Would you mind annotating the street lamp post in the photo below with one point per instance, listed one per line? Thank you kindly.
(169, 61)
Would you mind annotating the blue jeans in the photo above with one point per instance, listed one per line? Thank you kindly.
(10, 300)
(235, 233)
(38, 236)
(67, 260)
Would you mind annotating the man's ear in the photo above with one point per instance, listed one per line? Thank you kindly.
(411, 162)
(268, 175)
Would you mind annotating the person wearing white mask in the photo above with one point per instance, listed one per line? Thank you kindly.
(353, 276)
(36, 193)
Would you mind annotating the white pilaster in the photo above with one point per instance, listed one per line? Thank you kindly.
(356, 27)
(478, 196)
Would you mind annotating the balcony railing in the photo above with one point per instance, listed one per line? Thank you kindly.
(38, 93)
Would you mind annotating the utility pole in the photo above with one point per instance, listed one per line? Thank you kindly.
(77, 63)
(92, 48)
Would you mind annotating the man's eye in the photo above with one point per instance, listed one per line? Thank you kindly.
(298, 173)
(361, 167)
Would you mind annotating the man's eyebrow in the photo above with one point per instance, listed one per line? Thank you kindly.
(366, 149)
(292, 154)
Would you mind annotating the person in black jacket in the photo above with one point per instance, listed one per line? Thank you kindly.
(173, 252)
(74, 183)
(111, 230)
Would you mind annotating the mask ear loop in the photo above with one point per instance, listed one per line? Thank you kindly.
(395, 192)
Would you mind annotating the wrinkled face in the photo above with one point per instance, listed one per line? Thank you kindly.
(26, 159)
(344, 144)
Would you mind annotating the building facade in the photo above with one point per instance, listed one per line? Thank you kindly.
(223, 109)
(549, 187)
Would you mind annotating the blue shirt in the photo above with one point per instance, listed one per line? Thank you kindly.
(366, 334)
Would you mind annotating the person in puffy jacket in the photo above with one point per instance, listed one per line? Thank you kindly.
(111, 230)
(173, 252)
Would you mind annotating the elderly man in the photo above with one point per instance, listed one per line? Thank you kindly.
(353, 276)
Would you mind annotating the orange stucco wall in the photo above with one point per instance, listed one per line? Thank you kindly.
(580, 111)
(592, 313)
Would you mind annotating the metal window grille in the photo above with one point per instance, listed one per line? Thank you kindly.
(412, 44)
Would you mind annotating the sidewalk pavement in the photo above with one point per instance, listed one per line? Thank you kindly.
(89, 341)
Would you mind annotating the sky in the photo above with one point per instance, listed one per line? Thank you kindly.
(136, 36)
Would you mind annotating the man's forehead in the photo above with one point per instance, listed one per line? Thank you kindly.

=== PROMPT ===
Faithfully reproduce all of the records, character for character.

=== WRITTEN SOLUTION ===
Would you mind annotating the street lamp post in the photo below with one point per instance, listed one per line? Thank you kindly.
(169, 61)
Would you mind annotating the blue jeans in the photo above with one point per instance, listed one per line? Thank you kindly.
(10, 300)
(235, 233)
(38, 236)
(67, 260)
Would you mind annotating the man's ear in the photo above with one point per instance, listed one per line? Thank you kindly.
(411, 162)
(268, 175)
Would you mind annotating the person wearing white mask in the photo above with one point per instance, listed one per line? Thank you kindly.
(353, 276)
(36, 193)
Would you mind annotating the white pilaster in the photo above with one point per instance, listed one per line? Thank you kindly.
(356, 27)
(478, 196)
Would you mind annotating the balcony railing in the photo above with one point per instance, listed one per line? Thank you kindly.
(38, 93)
Would you mind annotating the utility pole in the photo above with one point per instance, listed one per line? Thank you kindly.
(77, 63)
(92, 48)
Would you mind annotating the man's eye in the photo above with one point per instance, listed one per line? Thank you kindly.
(298, 173)
(361, 167)
Would you mind annotating the man's eyebrow in the photo above with one point per instance, listed one per line? Thank you kindly.
(366, 149)
(292, 154)
Would you mind annotating the person in black jacket in the photo above with one point per instance, listed one per line? Thank you kindly.
(173, 252)
(74, 183)
(111, 230)
Would you mind annotating the mask ear loop in the photo above with one point per instance, listed one per line? Thank you kindly.
(395, 192)
Would you mind annotating the wrinkled face in the photo above with one point per instance, listed one per line? Thank you kindly.
(26, 159)
(344, 144)
Would you mind annotating the building facade in the photo above with one point per instance, listed one per line? Thank you kindly.
(223, 109)
(549, 187)
Would you mind annotating the blue shirt in the photo above with one point per instance, listed one per line? Thank you kindly.
(366, 334)
Would you mind annotating the person in puffy jacket in the photo above with one point per instance, listed one per line? Thank you kindly.
(111, 230)
(173, 252)
Would you mind annotating the elderly man in the photo above with one point per instance, listed one per line? Thank you kindly.
(353, 276)
Would you mind annotating the orange stucco wall in the photo above with one point per instance, listed one per line? Thank you kindly.
(580, 111)
(592, 313)
Would you mind annotating the metal window grille in the photo above with one point per instance, listed one per line? Thank you kindly.
(412, 44)
Would you mind annotating the sidewalk pavement in the photo above with one point per instance, listed one per line? Thank you kindly.
(89, 341)
Would you mind annotating the sky in the photo above with one point per instance, listed one per line? Thank you kindly.
(136, 36)
Would you mind annotating the man's forehead in the photo above with one point per instance, listed one per line? Thank you kindly.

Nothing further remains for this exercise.